**HOW TO COMPLETE THIS TASK**
Everything in the listing below needs to be retyped exactly.

**MATERIAL FOR THIS TASK**
BEGIN

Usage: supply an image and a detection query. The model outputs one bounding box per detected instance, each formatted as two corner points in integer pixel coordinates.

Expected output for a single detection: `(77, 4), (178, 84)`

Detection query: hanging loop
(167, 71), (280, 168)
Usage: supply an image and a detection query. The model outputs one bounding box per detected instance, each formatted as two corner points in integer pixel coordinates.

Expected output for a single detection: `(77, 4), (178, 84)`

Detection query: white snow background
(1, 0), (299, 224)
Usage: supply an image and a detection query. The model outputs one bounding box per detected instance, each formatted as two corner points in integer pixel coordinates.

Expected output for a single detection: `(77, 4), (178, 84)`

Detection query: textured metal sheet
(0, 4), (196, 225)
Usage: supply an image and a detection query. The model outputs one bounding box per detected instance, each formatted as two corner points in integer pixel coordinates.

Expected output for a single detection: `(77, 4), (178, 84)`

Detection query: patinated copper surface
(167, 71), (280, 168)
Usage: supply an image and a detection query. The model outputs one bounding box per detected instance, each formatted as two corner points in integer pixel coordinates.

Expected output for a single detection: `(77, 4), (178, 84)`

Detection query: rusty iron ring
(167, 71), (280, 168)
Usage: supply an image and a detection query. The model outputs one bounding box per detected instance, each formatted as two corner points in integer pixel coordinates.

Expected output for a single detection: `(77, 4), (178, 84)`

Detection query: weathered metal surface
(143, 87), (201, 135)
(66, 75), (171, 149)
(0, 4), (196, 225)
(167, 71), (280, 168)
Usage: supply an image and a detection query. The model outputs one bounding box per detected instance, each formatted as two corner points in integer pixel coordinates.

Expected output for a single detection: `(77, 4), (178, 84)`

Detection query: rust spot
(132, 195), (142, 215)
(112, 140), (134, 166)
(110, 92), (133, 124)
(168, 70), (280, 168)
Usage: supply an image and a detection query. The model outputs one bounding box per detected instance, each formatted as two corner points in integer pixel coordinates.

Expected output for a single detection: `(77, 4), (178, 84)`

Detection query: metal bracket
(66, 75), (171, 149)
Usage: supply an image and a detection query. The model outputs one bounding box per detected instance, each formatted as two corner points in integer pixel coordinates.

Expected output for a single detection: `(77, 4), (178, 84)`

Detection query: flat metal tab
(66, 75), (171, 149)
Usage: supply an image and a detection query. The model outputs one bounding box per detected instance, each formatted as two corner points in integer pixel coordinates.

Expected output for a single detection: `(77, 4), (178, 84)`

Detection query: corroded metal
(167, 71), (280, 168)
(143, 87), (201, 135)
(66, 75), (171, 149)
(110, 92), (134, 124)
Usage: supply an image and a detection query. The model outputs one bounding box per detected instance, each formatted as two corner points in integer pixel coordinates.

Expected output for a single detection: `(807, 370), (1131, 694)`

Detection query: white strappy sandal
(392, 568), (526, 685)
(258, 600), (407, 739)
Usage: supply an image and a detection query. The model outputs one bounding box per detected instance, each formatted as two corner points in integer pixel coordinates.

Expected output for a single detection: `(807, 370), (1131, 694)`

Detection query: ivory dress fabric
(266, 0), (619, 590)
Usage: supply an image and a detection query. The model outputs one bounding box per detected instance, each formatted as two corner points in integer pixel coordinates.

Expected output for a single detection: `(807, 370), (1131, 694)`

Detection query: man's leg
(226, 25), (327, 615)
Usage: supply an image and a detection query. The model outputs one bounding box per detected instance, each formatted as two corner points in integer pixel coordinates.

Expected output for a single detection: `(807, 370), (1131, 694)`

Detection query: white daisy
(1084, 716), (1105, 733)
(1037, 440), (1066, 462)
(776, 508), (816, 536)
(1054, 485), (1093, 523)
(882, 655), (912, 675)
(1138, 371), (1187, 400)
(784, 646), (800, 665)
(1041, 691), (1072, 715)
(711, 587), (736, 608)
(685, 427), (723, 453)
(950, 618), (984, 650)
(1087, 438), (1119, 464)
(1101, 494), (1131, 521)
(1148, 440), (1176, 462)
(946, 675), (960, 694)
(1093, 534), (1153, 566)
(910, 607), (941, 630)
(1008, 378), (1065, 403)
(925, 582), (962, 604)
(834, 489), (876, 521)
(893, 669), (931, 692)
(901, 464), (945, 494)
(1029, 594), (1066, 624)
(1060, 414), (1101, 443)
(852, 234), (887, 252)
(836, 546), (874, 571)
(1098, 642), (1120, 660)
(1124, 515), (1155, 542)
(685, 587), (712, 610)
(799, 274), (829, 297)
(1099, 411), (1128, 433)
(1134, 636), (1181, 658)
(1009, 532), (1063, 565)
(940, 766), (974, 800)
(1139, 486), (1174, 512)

END

**EXERCISE RESPONSE**
Usage: supply an image and a detection query. The model outputs one bounding box per detected instance, each formatted as two corner points in integer pixel coordinates.

Expected output for a single detection: `(77, 4), (178, 84)`

Detection query: hanging loop
(167, 71), (280, 168)
Usage: supply an image and a detection query. The model outputs one bounding box per detected instance, each formatted as two corner points in integer pixel coordinates.

Expected output for a single detection: `(77, 4), (178, 84)`

Detection query: white snow background
(1, 0), (299, 224)
Usage: supply an image and a detection query. The model outputs one bounding box per detected instance, each formatted as two corner points in integer pixel coordinates.

Expected output for a single detection: `(77, 4), (178, 84)`

Detection query: textured metal sheet
(0, 4), (196, 225)
Usage: supply an image and a detection query. The model outputs one bounding box per detected instance, each formatted as two corner points in integer pixel coordinates.

Expected output for a single detection: `(77, 4), (178, 84)`

Detection query: patinated copper surface
(167, 71), (280, 168)
Usage: supply an image and a detection query. The model outputs one bounding box per detected instance, each formatted as two corner points in integer pixel coordinates.

Expected output for a single detection: `(77, 4), (178, 84)`

Detection query: rusty iron ring
(167, 71), (280, 168)
Usage: supply an image and a detection query. The model outputs one bounding box per detected instance, each formatted as two corner points in integer pixel coordinates.

Expected output for a single detection: `(77, 4), (178, 84)`

Detection query: weathered metal surface
(143, 87), (201, 135)
(66, 75), (171, 149)
(0, 4), (196, 225)
(167, 71), (280, 168)
Usage: supply an image and a detection query. The model outputs one bounding box per detected instance, each formatted as two corner points in integer pixel coordinates.

Expected output for a single detection: `(77, 4), (178, 84)`

Detection query: rust spot
(132, 195), (142, 215)
(112, 140), (134, 166)
(110, 92), (133, 124)
(168, 70), (280, 168)
Usage: supply an image and a detection query. The model outputs one bounding box per detected instance, each formatted as two corner points in integer pixel coordinates.

Expected output for a single detection: `(77, 4), (178, 84)`

Detection query: metal bracket
(66, 75), (171, 149)
Usage: supply an image and a detection query. The model outputs one bounding box per detected instance, each formatted as two corner points in integer pixel coordinates.

Expected output for a single detection: `(77, 4), (178, 84)`

Detection query: flat metal tab
(66, 75), (171, 149)
Usage: supply an image and a detection query. The model outputs one bounding box per detected instance, each formatted as two corner points in integer pixel coordinates.

Expected output for a single detection: `(77, 4), (178, 84)`

Detection query: corroded metal
(167, 71), (280, 168)
(143, 87), (201, 135)
(66, 75), (171, 149)
(110, 92), (134, 124)
Usage: supply an image and a detection query. The model outputs one bounding box per detected instance, each formatted as two corner points in integer pixel coordinates.

Expected output for a single detection: `(807, 370), (1131, 694)`

Detection query: white strappy sandal
(392, 568), (526, 685)
(258, 600), (407, 739)
Usage: supply an image and a detection query. The model outputs one bounding box per detected instance, each formatted as two corner points in integer pixel coordinates.

Expected output for a single detection: `(807, 370), (1131, 694)`

Detection query: ivory dress fabric
(266, 0), (619, 590)
Usage: supply an image and a detection query. The model outputs one bounding box per detected instance, each formatted as two corner points in integer pixel coordinates.

Expected output for a single detection: `(807, 370), (1131, 694)`

Detection query: man's leg
(226, 25), (327, 615)
Usage: supply an image and a detection query. The model outputs one bounding box per detected instance, each formatted as two corner points in integer pixel coordinates.

Expected output for a single detection: `(807, 370), (1131, 694)`

Detection query: white daisy
(1084, 716), (1105, 733)
(1037, 440), (1066, 462)
(776, 508), (816, 536)
(1054, 485), (1093, 523)
(882, 655), (912, 675)
(1138, 371), (1187, 400)
(784, 646), (800, 665)
(1041, 691), (1072, 715)
(711, 587), (736, 608)
(685, 427), (723, 453)
(950, 618), (984, 650)
(1087, 438), (1119, 464)
(1101, 494), (1131, 521)
(1148, 440), (1176, 462)
(946, 675), (960, 694)
(1093, 534), (1153, 566)
(910, 607), (941, 630)
(1008, 378), (1065, 403)
(925, 582), (962, 604)
(834, 489), (876, 521)
(893, 669), (931, 692)
(901, 464), (945, 494)
(1029, 594), (1066, 624)
(1060, 414), (1101, 443)
(852, 234), (887, 252)
(836, 546), (874, 571)
(1098, 642), (1120, 660)
(1124, 515), (1155, 542)
(685, 587), (712, 610)
(799, 274), (829, 297)
(1099, 411), (1128, 433)
(1134, 636), (1181, 658)
(1009, 532), (1063, 565)
(940, 766), (974, 800)
(1139, 486), (1174, 512)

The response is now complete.